→ PROBLEM TO WORK ON
In the post below about white Southerners and war, list every person named in full.

→ TEXT PROVIDED
::::::::

Tuesday, November 30, 2004

A few days after the election, Bob Somerby of the Daily Howler wrote about white Southerners' fondness for war. He quoted Michael Lind's book Made in Texas:

White Southerners are not isolationists or pacifists. On the contrary, from the eighteenth century to the present, they have been more eager than white Northerners to support American wars abroad. According to the historian David Hackett Fischer, “From the quasi-war with France [in 1789] to the Vietnam War, the two southern cultures strongly supported every American war no matter what it was about or who it was against. Southern ideas of honor and the warrior ethic combined to create regional war fevers of great intensity in 1798, 1812, 1846, 1861, 1898, 1917, 1941, 1950 and 1965.”

To this, Somerby added,

Of course, as we learned in this last election, when blue-state elitists try to stop red-staters from killing themselves in these wars, they earn themselves a lifetime of enmity....

That idea has stuck in my mind ever since I read it -- that we piss red-staters off when we try to save their sons' and daughters' lives by ending wars that have turned into quagmires.

Now along comes Russ Vaughn, a Vietnam vet who writes right-wing and pro-military essays and verse. Recently, to defend the honor of the Marine who was filmed shooting a wounded Iraqi prisoner, Vaughn wrote a poem called "Fightin' Words":

You media pansies may squeal and may squirm,
But a fightin’ man knows that the way to confirm,
That some jihadist bastard truly is dead,
Is a brain-tappin’ round fired into his head....

The poem goes on like that (suffice to say that the hypothetical jihadist is sent to meet "fat ugly virgins" in the afterlife).

::::::::

→ EXCERPTED RECORDS
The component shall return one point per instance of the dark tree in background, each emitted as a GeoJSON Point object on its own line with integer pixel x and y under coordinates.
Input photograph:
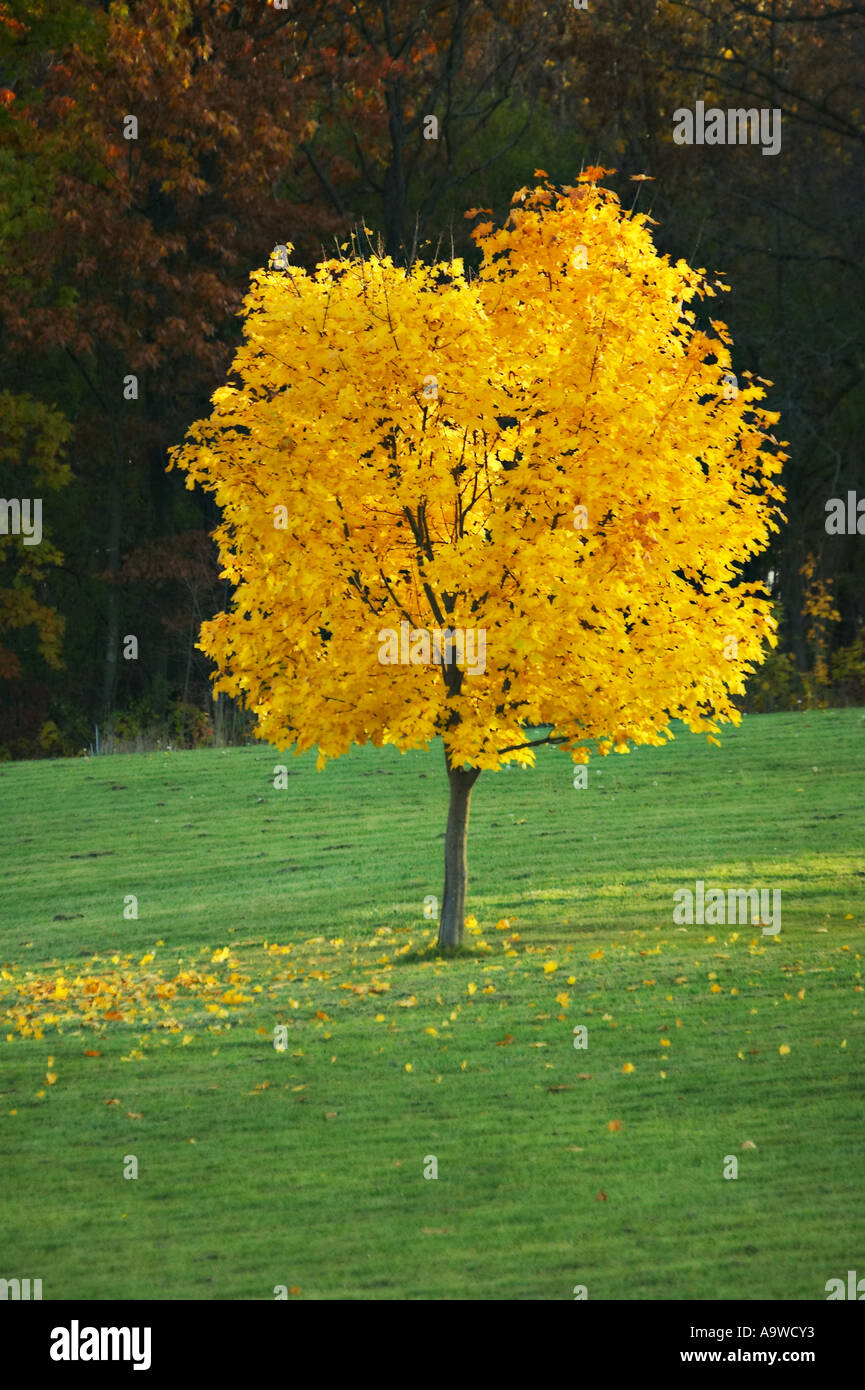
{"type": "Point", "coordinates": [130, 257]}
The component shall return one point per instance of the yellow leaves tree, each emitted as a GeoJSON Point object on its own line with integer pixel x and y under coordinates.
{"type": "Point", "coordinates": [548, 458]}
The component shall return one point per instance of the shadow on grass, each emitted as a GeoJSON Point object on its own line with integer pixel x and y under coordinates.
{"type": "Point", "coordinates": [435, 952]}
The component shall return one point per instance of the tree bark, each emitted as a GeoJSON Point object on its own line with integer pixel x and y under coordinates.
{"type": "Point", "coordinates": [456, 876]}
{"type": "Point", "coordinates": [109, 683]}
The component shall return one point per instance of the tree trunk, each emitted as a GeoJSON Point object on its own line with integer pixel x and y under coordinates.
{"type": "Point", "coordinates": [109, 683]}
{"type": "Point", "coordinates": [454, 901]}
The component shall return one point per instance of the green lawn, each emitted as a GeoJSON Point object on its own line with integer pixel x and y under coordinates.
{"type": "Point", "coordinates": [305, 1166]}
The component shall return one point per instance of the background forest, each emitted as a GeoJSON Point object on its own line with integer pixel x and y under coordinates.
{"type": "Point", "coordinates": [127, 246]}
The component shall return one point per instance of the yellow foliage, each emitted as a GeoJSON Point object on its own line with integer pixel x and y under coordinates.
{"type": "Point", "coordinates": [415, 445]}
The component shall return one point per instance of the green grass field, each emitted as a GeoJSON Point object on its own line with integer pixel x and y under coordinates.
{"type": "Point", "coordinates": [305, 1166]}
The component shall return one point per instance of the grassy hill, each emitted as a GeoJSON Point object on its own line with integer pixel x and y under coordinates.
{"type": "Point", "coordinates": [152, 1037]}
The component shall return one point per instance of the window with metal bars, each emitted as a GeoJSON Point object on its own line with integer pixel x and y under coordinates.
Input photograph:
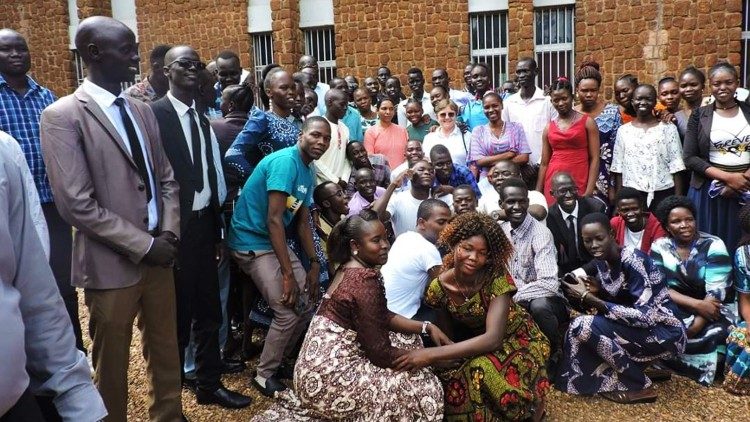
{"type": "Point", "coordinates": [745, 40]}
{"type": "Point", "coordinates": [554, 37]}
{"type": "Point", "coordinates": [321, 44]}
{"type": "Point", "coordinates": [489, 43]}
{"type": "Point", "coordinates": [262, 56]}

::::::::

→ ANSWER FOR THIS EXERCISE
Bob Somerby, Michael Lind, David Hackett Fischer, Russ Vaughn